— BEGIN Source document —

The lights are for you- not the fish, and right now the unicellular organisms are having a heyday because of excess light and nutrient availability. It's in the fish's best interest to get the tank chemistry balanced now before it gets out of control. :thumb:


----------



## Ptyochromis (Mar 23, 2012)

Do you think it's safe to move the shells with fry in them? Will the mother forget that they are her fry?


----------



## 24Tropheus (Jun 21, 2006)

Ptyochromis said:


> Do you think it's safe to move the shells with fry in them? Will the mother forget that they are her fry?


Genearlay you leave the mother in the main tank and move the fry in the shell in the same tank water to a different small tank. Failing that move them together and separate her ASAP as yes the move often makes em eat the young. Or just suck up as many as you want to raise (from the shell) using that Turkey baster. 8)

It is important that the fry tank matches the main tank in water and has an active bio filter going. You usually get this going by running it in the main tank for about three weeks.

(Anyone want to borrow my Tardis?) :wink:

Saying that it is not a dissaster to miss any one or two breedings. Usualy the first one or two are just the first of many more. :thumb:

All the best James


----------



## Ptyochromis (Mar 23, 2012)

Could i also stick one end of the siphon in the shell? or is this too stressful of a method for collecting fry?


----------



## Ptyochromis (Mar 23, 2012)

I woke this morning to find the mother ornatipinnis nowhere near there territory. Seems she has decided to move. I have only been able to find 2 fry, but they are quite good at evading capture. I tried using a dropper to suck them up (I don't have a baster) and they swim back out of the dropper. I stuck the end of a siphon hose in the shells where I believed the fry to be hiding, but that didn't work either.

— END Source document —
— BEGIN Data extract —

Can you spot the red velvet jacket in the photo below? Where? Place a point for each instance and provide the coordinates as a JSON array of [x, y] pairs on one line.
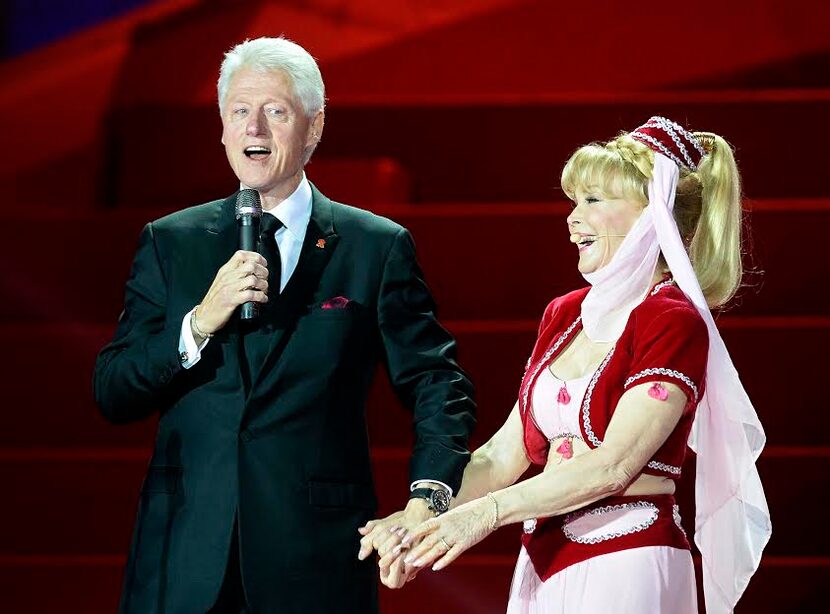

— END Data extract —

Exercise prompt:
Extend the forum thread above about collecting cichlid fry from shells, picking up after its last post.

Task answer:
----------



## Ptyochromis (Mar 23, 2012)

Managed to save 1 ornatipinnis fry :/


----------



## Ptyochromis (Mar 23, 2012)

So all of my attempts to change the territory have only made things worse. I have 2 L.ornatipinnis that have taken to the corner of the tank. .

Edit: I moved the Lamprologus ornatipinnis fry out of the breeding trap and into a 10g. Can't see the buggers anywhere, hope they can find enough to eat. Also, i have had no luck catching the marlieri fry, they are about 1-4cm now.

Edit 2: I was unable to float the fry because they are so small, I netted one and it stuck to my hand and when I dropped it into the bag it kept getting stuck on the walls of the bag, so I just dumped it back into the bucket. I added about 20-50% water from the original tank to the new tank and siphoned the fry in. Hoped to reduce the shock, hope it worked...


----------



## Ptyochromis (Mar 23, 2012)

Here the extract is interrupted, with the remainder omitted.